TRECHO |

┌──

Ela considera que tem dois pais: o pai biológico e eu, o de consideração
por estar com a Natália desde que ela era pequenininha. Mesmo que a Natália tenha
enviado o valor referente ao pagamento dos dois pais cerca de dois meses antes
do ocorrido, a professora não aceitou a alegação da Anelise:
- Mas eu tenho dois pais! – disse ela.
- É que só pode um! – respondeu a professora.
Anelise estava preocupada pois havia convidado os dois e um de nós
ficaria sem cartão. Para acalmá-la emergencialmente enquanto a Natália e eu
pensávamos em como iríamos resolver o problema, disse que poderia ficar sem,
que eu não me importaria de que só o pai Alex recebesse o desenho. Não adiantou
muito, ela continuou insatisfeita.
Há cinco anos estudando na mesma escola, sempre vamos os dois na festa
de dia dos pais e nunca tínhamos passado por um problema deste tipo. A Natália
escreveu um bilhete muito educado para a professora, mesmo que tenhamos nos
sentido agredidos pela desconsideração de que nossa família é assim e funciona
assim, buscando conviver em harmonia por conta da pequena.
Embora tenhamos ficado incomodados também pela frieza com que a
reinvindicação da Anelise de mais um papel para desenhar o outro pai tenha sido
recebida, resolvemos ser práticos e objetivos. Natália escreveu que havia
mandado o dinheiro e pediu se ela poderia fazer o favor de entregar outro papel
para a Anelise pintar. Na terça, a professora lhe entregou outro cartão depois
de confirmar o pagamento na secretaria. A Anelise ficou tão feliz que levou uma
bolinha de gude de sua coleção de presente no dia seguinte para a sua
professora.
Então, chegou o sábado e a comemoração do Dia dos Pais da escola. Nos
encontramos na quadra da escola às dez da manhã. Cada pai deveria trazer um
brinquedo para interagir com o filho e cada pai ganhou um kit piquenique para
ele e a criança. A maioria trouxe uma bola. Eu, que nunca havia empinado uma
pipa na infância, providenciei uma. Assisti um tutorial no youtube sobre como
fazer o cabresto e o fiz, mas não me atentei e fiz no lado contrário, verso
branco do papel. O Alex corrigiu. O professor de Educação Física fez um
alongamento e saímos em direção ao clube, onde poderíamos brincar.

└──

Entradas armazenadas

┌──

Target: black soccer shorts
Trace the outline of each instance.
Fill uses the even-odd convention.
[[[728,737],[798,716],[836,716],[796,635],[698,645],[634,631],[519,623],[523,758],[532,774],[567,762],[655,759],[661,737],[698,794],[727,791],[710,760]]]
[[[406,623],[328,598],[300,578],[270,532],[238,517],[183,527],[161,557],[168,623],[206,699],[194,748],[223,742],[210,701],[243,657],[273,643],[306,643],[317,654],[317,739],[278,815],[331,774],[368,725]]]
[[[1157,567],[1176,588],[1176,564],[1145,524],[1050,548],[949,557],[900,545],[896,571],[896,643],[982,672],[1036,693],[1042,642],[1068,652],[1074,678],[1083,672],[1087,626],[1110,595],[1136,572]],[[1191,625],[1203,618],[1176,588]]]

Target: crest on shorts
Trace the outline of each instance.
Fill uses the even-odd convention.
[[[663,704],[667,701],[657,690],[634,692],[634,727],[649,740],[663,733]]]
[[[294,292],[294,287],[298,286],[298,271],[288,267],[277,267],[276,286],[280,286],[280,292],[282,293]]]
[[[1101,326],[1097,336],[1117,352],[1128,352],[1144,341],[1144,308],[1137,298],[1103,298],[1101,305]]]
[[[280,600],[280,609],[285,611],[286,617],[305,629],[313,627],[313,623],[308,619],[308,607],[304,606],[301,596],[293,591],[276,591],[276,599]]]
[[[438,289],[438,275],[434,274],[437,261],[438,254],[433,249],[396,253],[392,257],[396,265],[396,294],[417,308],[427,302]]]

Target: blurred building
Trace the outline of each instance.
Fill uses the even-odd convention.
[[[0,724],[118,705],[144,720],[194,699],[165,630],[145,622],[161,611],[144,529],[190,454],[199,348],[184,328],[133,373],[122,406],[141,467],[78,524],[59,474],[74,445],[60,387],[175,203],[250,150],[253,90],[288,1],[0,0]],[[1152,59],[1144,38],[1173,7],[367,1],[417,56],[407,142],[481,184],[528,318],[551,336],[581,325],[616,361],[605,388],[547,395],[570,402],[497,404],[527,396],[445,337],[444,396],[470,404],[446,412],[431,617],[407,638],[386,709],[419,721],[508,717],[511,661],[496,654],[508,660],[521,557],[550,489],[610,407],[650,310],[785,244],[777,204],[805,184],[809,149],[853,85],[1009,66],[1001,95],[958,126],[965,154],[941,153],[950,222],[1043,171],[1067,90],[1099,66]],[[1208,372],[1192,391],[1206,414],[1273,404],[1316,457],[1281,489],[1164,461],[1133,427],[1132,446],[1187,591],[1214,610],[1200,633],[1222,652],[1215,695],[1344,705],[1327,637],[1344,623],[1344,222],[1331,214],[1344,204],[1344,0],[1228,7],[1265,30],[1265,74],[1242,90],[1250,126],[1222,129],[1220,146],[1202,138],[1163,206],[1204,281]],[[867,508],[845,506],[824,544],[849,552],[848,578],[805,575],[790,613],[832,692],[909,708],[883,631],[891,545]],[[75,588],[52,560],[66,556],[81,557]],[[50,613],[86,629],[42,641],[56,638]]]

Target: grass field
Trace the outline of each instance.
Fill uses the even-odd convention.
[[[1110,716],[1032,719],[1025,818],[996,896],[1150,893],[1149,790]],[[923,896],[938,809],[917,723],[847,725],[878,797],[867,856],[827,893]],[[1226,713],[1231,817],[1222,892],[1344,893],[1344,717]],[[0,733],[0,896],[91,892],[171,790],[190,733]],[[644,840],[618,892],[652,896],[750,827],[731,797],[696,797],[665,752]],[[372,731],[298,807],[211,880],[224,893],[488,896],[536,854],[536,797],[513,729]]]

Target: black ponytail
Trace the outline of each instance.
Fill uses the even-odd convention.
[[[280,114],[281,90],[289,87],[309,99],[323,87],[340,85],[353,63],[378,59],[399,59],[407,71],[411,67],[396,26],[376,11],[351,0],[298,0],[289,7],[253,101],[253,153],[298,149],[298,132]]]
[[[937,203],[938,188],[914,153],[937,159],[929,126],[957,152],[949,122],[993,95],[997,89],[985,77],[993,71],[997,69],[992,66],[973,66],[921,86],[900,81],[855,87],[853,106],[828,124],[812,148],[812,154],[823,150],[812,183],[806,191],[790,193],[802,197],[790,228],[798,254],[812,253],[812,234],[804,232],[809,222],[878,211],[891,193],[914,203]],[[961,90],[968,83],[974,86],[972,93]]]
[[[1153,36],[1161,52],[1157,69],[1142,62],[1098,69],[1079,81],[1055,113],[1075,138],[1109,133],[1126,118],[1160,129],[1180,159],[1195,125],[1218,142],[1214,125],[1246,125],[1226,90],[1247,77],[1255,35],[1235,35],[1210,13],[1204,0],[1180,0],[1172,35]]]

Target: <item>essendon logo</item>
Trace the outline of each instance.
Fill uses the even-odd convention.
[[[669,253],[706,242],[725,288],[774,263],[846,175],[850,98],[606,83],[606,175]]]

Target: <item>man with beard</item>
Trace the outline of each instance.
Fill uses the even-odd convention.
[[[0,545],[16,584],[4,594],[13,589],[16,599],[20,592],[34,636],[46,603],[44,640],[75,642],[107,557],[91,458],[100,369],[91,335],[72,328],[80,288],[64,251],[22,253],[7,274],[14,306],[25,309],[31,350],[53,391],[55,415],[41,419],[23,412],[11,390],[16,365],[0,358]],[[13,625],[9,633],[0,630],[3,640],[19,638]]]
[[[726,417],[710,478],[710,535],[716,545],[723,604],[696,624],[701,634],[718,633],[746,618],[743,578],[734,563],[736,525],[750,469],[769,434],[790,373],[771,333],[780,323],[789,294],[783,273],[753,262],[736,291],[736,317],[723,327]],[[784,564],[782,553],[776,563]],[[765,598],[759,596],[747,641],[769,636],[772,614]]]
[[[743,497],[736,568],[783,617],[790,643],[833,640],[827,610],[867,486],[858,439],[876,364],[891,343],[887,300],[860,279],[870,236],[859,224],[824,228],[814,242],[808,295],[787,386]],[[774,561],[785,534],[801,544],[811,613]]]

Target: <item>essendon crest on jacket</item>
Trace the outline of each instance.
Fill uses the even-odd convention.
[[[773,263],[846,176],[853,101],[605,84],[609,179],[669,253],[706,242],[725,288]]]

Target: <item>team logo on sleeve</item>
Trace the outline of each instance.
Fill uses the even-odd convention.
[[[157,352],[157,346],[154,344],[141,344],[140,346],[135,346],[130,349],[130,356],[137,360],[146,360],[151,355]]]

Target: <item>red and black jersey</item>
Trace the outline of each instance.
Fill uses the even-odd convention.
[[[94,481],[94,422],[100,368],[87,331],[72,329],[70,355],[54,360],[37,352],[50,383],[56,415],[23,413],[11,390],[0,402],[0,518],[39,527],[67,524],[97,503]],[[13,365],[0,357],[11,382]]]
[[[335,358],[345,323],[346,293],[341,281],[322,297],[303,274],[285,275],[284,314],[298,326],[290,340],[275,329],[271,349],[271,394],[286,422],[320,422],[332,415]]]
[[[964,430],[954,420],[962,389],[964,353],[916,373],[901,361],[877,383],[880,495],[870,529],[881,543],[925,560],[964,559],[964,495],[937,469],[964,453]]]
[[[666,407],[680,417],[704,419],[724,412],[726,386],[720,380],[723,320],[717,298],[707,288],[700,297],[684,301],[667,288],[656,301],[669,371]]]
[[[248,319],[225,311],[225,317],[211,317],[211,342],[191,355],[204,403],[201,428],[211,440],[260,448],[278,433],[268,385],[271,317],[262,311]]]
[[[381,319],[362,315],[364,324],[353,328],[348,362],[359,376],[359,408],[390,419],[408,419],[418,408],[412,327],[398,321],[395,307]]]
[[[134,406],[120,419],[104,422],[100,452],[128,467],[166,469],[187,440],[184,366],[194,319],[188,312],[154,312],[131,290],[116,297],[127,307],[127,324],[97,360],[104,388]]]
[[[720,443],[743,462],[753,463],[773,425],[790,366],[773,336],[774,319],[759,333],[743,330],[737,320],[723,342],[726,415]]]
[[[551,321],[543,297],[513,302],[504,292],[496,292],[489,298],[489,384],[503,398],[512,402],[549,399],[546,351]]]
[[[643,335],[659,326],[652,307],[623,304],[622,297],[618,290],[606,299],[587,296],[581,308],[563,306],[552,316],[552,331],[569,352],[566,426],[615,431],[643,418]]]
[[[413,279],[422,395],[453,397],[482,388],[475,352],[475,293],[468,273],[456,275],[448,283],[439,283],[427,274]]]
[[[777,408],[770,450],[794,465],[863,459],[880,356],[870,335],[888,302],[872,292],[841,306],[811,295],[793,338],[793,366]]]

└──

TAREFAS |
1: Segundo o trecho sobre a festa de Dia dos Pais, que presente a Anelise levou para a professora no dia seguinte?
2: Dê continuidade ao relato sobre a festa de Dia dos Pais na escola, começando logo após a última frase apresentada.

RESPOSTAS EM ORDEM |
1: Uma bolinha de gude de sua coleção.

2:
Fomos conversando. Anelise era a única criança da escola acompanhada por
dois pais. Embora muitas crianças da escola vivam a mesma coisa que a Anelise,
apenas um acompanhava a criança: ou o pai biológico ou o atual marido da mãe. A
Anelise quis comer assim que chegou.
Tivemos a sorte do clima ter sido favorável: um belo dia de sol e vento
suficiente para empinar a pipa. Como eu nunca havia soltado uma, me coloquei na
posição de aprendiz e deixei que o Alex ensinasse a técnica.
A felicidade da Ane foi a melhor parte do passeio. Como ela ficou
radiante, na primeira vez que soltou uma pipa, em ver a sua lá no alto e de
estar acompanhada por duas pessoas que ela ama. O passeio estava tão agradável
que ela quis comer mais, sentamos no quiosque de novo e ficamos jogando
conversa fora. Quando olhamos ao redor, eramos só nós três. A comemoração terminava
onze e meia e já era quase meio dia.
No fim, tudo deu certo. Percebi que vale a pena deixar o orgulho, a
vergonha e o medo de lado para fazer o que é melhor para a Anelise. A primeira pipa,
a gente nunca esquece.
| A
escola ainda tem dificuldade de aceitar o diferente, mas com jeito, o
diferente cabe.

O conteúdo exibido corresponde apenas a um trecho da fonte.